# Tarefa pedida 1:
Diga se cada afirmação concorda com o trecho sobre Johnny Marr, respondendo sim ou não e citando as palavras do trecho que decidem a questão.
(a) Marr foi de ônibus até o supermercado.
(b) Angela Brown nasceu exatamente um ano depois de Johnny.
(c) Depois da demissão, Marr voltou direto para casa.
# Tarefa pedida 2:
Responda, com base no trecho sobre Johnny Marr:
(a) Onde ficava o supermercado cooperativo em que Marr trabalhava?
(b) Qual era o nome do amigo que contou a Marr sobre a festa?
(c) Que peças de roupa Marr pediu emprestadas ao amigo?
# Tarefa pedida 3:
Prossiga com o trecho sobre Johnny Marr a partir da última frase apresentada.

Numa tarde de sexta-feira, no começo de 1979, em meio ao “Inverno do Descontentamento”, com os termômetros marcando um frio congelante, a neve sobre o solo mais profunda do que nos 16 anos anteriores e os motoristas de ônibus em greve, Johnny Marr saiu a pé para o emprego de meio expediente que conseguira: abastecer as prateleiras num supermercado cooperativo local, bem no centro de Wythenshawe. Quando chegou lá, foi informado de que seria demitido, “por ser preguiçoso, insolente e distraído”, como ele supôs depois do acontecimento. Aquilo já era suficientemente ruim, mas os funcionários do supermercado, ainda por cima, tinham uma cerimônia para aqueles que eram demitidos: “no final daquele turno, você tinha que sair pela porta dos fundos e era saudado por todos os adultos com um suprimento infinito de ovos. Literalmente. Caixas e mais caixas. E você fica preso como um animal encurralado na área de carga. E todos os adultos que pensam ‘esse cara mereceu’ começam a bombardeá-lo.”
Em questão de minutos, Marr foi transformado num “omelete humano”. Enquanto se preparava para sua longa caminhada de volta através de Wythenshawe, percebeu que não seria capaz de percorrer todo o caminho até sua casa, muito menos se explicar quando entrasse; então, parou na casa de um amigo, em Brookway. O amigo, Danny Patton, contou a Johnny sobre uma festa que aconteceria naquela mesma noite, com “um monte de garotas bonitas”. Marr tomou um banho, pediu para Patton lhe emprestar uma camisa e uma jaqueta (“por sorte, ele tinha bom gosto para roupas”) e acompanhou o amigo até a festa. Assim que entrou, certa garota chamou sua atenção. Seu nome era Angela Brown, uma aluna do terceiro ano em Brookway que nascera, por coincidência, exatamente um ano depois de Johnny. Era baixa, como ele, tinha olhos castanhos e um sorriso cheio de vida, e, segundo Johnny, “desde o primeiro minuto em que a vi soube que queria ficar com ela por toda a minha vida”.

# Entradas:
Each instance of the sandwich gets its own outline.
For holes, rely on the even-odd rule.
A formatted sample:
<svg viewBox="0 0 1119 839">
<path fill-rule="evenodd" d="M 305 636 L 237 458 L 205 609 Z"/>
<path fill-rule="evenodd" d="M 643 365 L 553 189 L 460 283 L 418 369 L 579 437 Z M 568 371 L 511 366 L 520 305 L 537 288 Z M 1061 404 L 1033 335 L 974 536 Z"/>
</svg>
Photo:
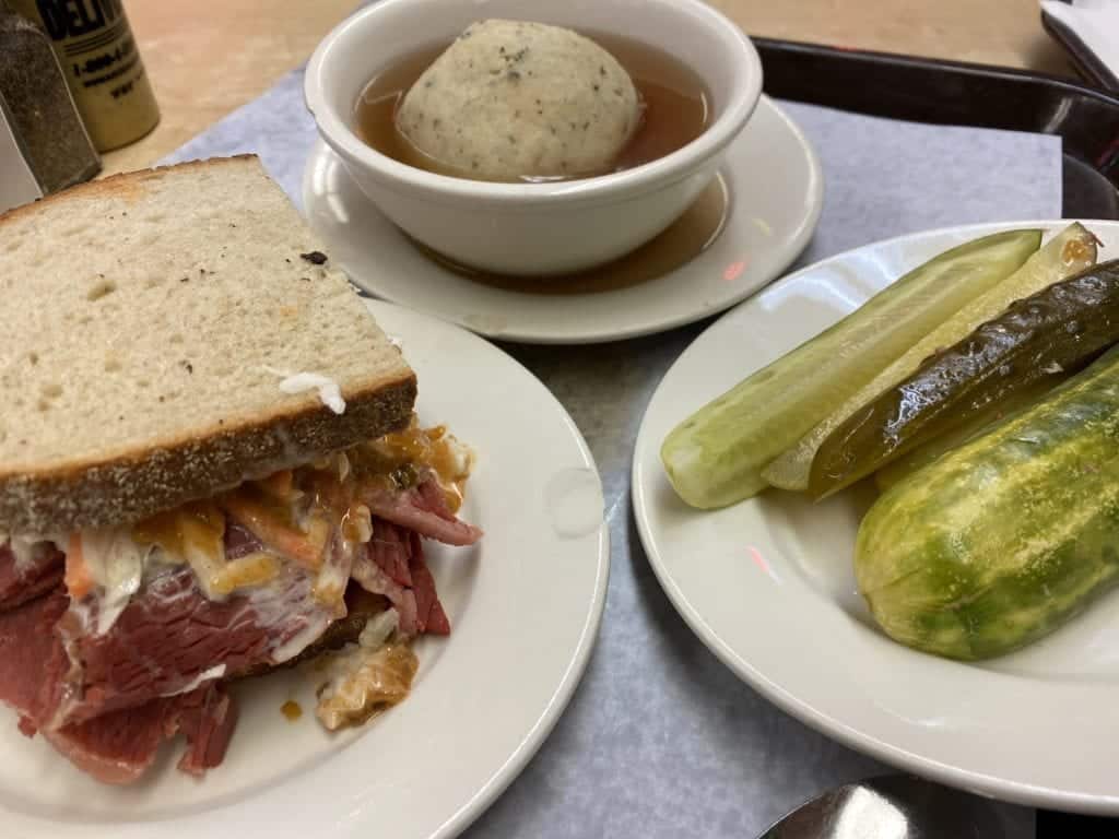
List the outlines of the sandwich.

# Resposta esperada 1:
(a) Não: "Johnny Marr saiu a pé para o emprego de meio expediente que conseguira"
(b) Sim: "nascera, por coincidência, exatamente um ano depois de Johnny"
(c) Não: "então, parou na casa de um amigo, em Brookway"

# Resposta esperada 2:
(a) Bem no centro de Wythenshawe.
(b) Danny Patton.
(c) Uma camisa e uma jaqueta.

# Resposta esperada 3:
Ele realizou seu desejo. “Ela me fez correr atrás dela por seis semanas enquanto todos observavam, o que era direito seu — muito justo. E eu concordei. Começamos a namorar e nunca mais a perdi de vista.”1 Os Brown eram mais de classe média do que os Maher, o que causou alguns problemas iniciais com os irmãos protetores da menina, e ela era vegetariana, o que parecia estranho na casa dos Maher. Mas, sob a influência de Johnny, seu modo de vestir-se rapidamente cedeu a um estilo classic rock chic, o casal desenvolvendo um apego mútuo pelo delineador amado pelos mods e modettes dos anos 1960 — e por Keith Richards nos anos 1970. Não demorou muito para que eles fossem vistos — inseparavelmente — como um casal.
Marr nunca teve dúvidas de sua sorte: “Ela fazia com que eu me sentisse de uma forma que ninguém mais conseguia e, aos olhos de algumas pessoas, era por isso que me davam bola, porque eu estava com uma pessoa tão incrível.” Mas essa era apenas uma das razões para estar agradecido. Quando ele e Angie estabeleceram um relacionamento permanente, Johnny percebeu que “a coisa que ocupa muito do tempo dos rapazes adolescentes — ou seja, os hormônios e a tentativa de encontrar uma parceira — estava resolvida”. Sem praticamente ter se esforçado para conseguir o amor de sua vida, o rapaz pôde voltar a suas ambições musicais — e sem distrações, porque Angie o apoiava a cada passo.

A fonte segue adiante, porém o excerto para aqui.